• [SET PROBLEM A]: Print the passage of the Jai Lucas biography starting with "Jai Powell Lucas" and going on through "the Texas Longhorns.", word for word.

• [QUOTED TEXT]:
>> Begin

Jai Powell Lucas (born December 5, 1988) is an assistant coach for the Duke Blue Devils men's basketball team and a former American professional basketball player, as well as a former NCAA college basketball player for the Texas Longhorns.

Playing career
As a 5’10” point guard in the Houston suburb of Bellaire, Lucas was a McDonald's All American and was rated 20th by ESPN in the high school class of 2007. Lucas was initially recruited to play for the University of Florida. Lucas averaged 8.5 points and 2.3 assists per game during his freshman year. Prior to his second season with the Gators, Lucas announced he would transfer and, as per NCAA rules at the time, would sit out the 2008-9 season.  A month later, he announced he would next play for the University of Texas.   He played two seasons for the Longhorns, averaging about 3 points and 1 assist per game. 

Lucas’s pro career lasted from 2011 and 2013 and included one season with BK Valmiera, then stints in the G League with the Idaho Stampede,  the Sioux Falls Skyforce, and the Canton Charge.

>> End

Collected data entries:
>> Begin

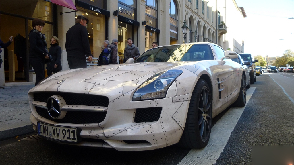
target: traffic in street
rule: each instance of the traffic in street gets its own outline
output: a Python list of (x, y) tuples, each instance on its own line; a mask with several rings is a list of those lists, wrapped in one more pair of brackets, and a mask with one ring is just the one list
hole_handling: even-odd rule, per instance
[[(247, 89), (245, 107), (229, 107), (213, 118), (210, 139), (203, 149), (176, 144), (119, 151), (65, 146), (34, 133), (0, 142), (0, 157), (5, 158), (0, 164), (251, 164), (261, 160), (263, 164), (294, 163), (294, 154), (277, 153), (274, 148), (293, 147), (294, 74), (265, 72), (256, 78)], [(266, 153), (267, 158), (263, 159)]]

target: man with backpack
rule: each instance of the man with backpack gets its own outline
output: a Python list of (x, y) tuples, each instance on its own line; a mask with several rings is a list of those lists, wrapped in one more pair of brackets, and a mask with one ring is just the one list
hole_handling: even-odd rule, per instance
[(110, 61), (108, 64), (114, 64), (117, 63), (117, 45), (119, 42), (117, 39), (112, 40), (112, 42), (110, 45), (108, 45), (108, 47), (111, 48), (111, 61)]

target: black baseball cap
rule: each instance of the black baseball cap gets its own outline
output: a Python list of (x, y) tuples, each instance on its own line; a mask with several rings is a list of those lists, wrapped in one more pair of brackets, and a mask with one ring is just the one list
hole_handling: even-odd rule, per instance
[(78, 15), (76, 17), (76, 19), (79, 19), (82, 20), (85, 20), (87, 21), (87, 24), (89, 23), (89, 20), (83, 15)]

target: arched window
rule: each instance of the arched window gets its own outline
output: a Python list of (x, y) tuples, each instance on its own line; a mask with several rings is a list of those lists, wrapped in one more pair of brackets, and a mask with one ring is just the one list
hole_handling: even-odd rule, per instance
[(171, 1), (171, 8), (169, 9), (170, 37), (171, 39), (178, 39), (178, 8), (173, 0)]

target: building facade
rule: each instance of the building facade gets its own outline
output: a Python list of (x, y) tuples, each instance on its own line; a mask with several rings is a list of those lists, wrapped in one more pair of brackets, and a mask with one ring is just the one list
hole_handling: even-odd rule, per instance
[[(11, 36), (15, 36), (18, 34), (22, 35), (25, 38), (26, 43), (24, 51), (25, 55), (28, 55), (28, 38), (32, 28), (32, 21), (36, 18), (44, 20), (46, 24), (42, 32), (46, 36), (48, 48), (51, 36), (55, 36), (59, 39), (62, 50), (63, 70), (69, 69), (65, 50), (66, 33), (74, 25), (76, 17), (80, 14), (89, 20), (86, 27), (94, 57), (98, 57), (104, 40), (111, 43), (114, 38), (120, 42), (118, 46), (120, 63), (123, 61), (124, 49), (128, 38), (132, 39), (141, 54), (152, 48), (154, 41), (157, 42), (158, 46), (183, 43), (184, 34), (181, 27), (184, 21), (189, 28), (186, 36), (186, 42), (212, 42), (225, 49), (226, 46), (227, 46), (223, 41), (224, 35), (228, 31), (224, 24), (220, 26), (224, 22), (223, 18), (225, 13), (218, 9), (223, 7), (220, 4), (221, 3), (219, 1), (222, 0), (225, 0), (1, 1), (0, 37), (5, 42)], [(54, 1), (71, 3), (72, 5), (66, 6)], [(241, 46), (237, 44), (236, 48), (243, 50), (244, 42), (236, 43), (242, 43)], [(13, 43), (4, 51), (14, 50)], [(22, 63), (19, 61), (19, 59), (17, 60), (19, 58), (16, 55), (14, 58), (15, 70)], [(0, 85), (4, 85), (3, 78), (6, 77), (7, 80), (9, 73), (12, 71), (8, 67), (10, 63), (6, 57), (4, 58), (5, 68), (2, 66), (0, 70)], [(25, 56), (21, 58), (28, 59)], [(26, 70), (26, 67), (29, 70), (31, 69), (29, 68), (28, 60), (23, 60), (23, 62), (24, 70)], [(16, 73), (16, 78), (23, 77)], [(28, 78), (26, 78), (27, 80)]]

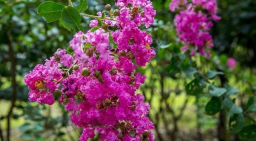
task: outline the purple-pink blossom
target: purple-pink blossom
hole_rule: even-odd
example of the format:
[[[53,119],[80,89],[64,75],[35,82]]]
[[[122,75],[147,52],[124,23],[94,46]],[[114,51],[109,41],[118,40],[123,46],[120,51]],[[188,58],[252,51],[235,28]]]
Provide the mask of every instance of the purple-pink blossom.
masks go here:
[[[236,61],[234,58],[230,58],[228,59],[226,65],[228,65],[228,66],[230,68],[234,69],[236,66]]]
[[[178,38],[186,46],[182,51],[189,50],[192,56],[198,52],[202,56],[210,56],[210,49],[214,46],[210,34],[213,26],[211,20],[220,20],[216,16],[216,1],[193,0],[192,3],[188,3],[186,0],[173,0],[170,8],[172,12],[178,12],[174,21]]]

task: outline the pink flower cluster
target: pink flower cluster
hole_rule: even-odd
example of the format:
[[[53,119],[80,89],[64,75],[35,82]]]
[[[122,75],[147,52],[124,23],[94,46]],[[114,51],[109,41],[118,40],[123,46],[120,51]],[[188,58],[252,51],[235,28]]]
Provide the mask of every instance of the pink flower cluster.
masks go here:
[[[178,11],[174,22],[180,40],[184,46],[182,48],[186,52],[190,48],[190,55],[196,52],[202,55],[210,56],[209,49],[214,46],[212,38],[210,34],[212,26],[212,20],[218,21],[220,18],[216,14],[216,0],[172,0],[170,10]]]
[[[80,140],[93,138],[95,131],[102,140],[154,140],[150,106],[136,92],[146,76],[136,70],[155,56],[150,34],[138,26],[148,28],[156,11],[150,0],[116,1],[120,14],[102,22],[118,30],[76,33],[70,42],[74,52],[59,49],[26,76],[29,99],[52,104],[59,94],[72,122],[84,128]],[[92,20],[90,26],[98,24]],[[110,46],[110,36],[116,48]]]
[[[236,60],[232,58],[230,58],[228,59],[226,65],[231,69],[235,69],[236,66]]]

>> End

• [SET PROBLEM B]: Render the lines of the records starting with the line with "target: arched window" and going on through the line with "8), (173, 0)]" as a Markdown table with the columns No. and Line, one row per line, skipping blank lines. Include no other lines.

• [WRITTEN RESPONSE A]:
Jai Powell Lucas (born December 5, 1988) is an assistant coach for the Duke Blue Devils men's basketball team and a former American professional basketball player, as well as a former NCAA college basketball player for the Texas Longhorns.

• [WRITTEN RESPONSE B]:
| No. | Line |
|---|---|
| 1 | target: arched window |
| 2 | rule: each instance of the arched window gets its own outline |
| 3 | output: a Python list of (x, y) tuples, each instance on its own line; a mask with several rings is a list of those lists, wrapped in one more pair of brackets, and a mask with one ring is just the one list |
| 4 | hole_handling: even-odd rule, per instance |
| 5 | [(171, 1), (171, 8), (169, 9), (170, 37), (171, 39), (178, 39), (178, 8), (173, 0)] |